BEGIN Document section
The scope of this analysis is to understand the relationship of various chemical properties and their impact on the quality ratings of Red and White wine.

The wine data sample set contains information on 6497 observations of 13 variables. I combined the red wine data which had 1599 observations with white wine data consisting of 4898 observations. I started by analyzing the individual variables in the red and white wine separately,and then I combined them and explored interesting questions and leads as I continued to make observations on plots.



The pH of wine is an important factor which determines the quality of the wine in terms of taste, color, oxidation and chemical stability.  Most wines optimally have a pH between 2.9 and 4.0 Lower pH values allow the wine to stay fresher for a longer period and retain its original color and flavor.
END Document section
*What to work on*:
Answer these questions from the wine analysis:
(a) How many observations of red wine does the data include?
(b) Between which pH values do most wines optimally fall?
(c) What do lower pH values allow a wine to do?
BEGIN Listed entries
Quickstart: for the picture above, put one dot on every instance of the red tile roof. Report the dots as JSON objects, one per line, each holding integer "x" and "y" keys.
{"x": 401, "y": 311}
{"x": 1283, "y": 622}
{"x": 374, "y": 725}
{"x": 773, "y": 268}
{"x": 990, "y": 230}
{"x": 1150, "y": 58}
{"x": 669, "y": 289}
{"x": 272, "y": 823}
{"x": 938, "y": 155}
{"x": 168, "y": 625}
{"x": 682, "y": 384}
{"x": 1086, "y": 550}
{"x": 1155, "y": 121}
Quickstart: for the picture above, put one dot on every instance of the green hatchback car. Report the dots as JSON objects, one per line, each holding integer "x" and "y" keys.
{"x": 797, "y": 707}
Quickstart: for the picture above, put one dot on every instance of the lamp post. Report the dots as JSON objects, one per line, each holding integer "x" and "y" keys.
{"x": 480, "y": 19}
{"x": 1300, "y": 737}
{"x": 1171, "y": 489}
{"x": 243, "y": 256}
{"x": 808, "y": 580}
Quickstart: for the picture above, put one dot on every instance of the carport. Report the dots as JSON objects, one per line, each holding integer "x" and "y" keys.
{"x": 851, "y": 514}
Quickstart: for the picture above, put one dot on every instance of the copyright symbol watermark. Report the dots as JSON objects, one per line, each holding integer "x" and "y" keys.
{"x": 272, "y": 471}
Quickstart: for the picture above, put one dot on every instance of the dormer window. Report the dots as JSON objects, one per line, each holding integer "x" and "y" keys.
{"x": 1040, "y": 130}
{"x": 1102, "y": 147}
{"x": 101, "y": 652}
END Listed entries
*Solution for this problem*:
(a) 1599
(b) Between 2.9 and 4.0
(c) Stay fresher for a longer period and retain its original color and flavor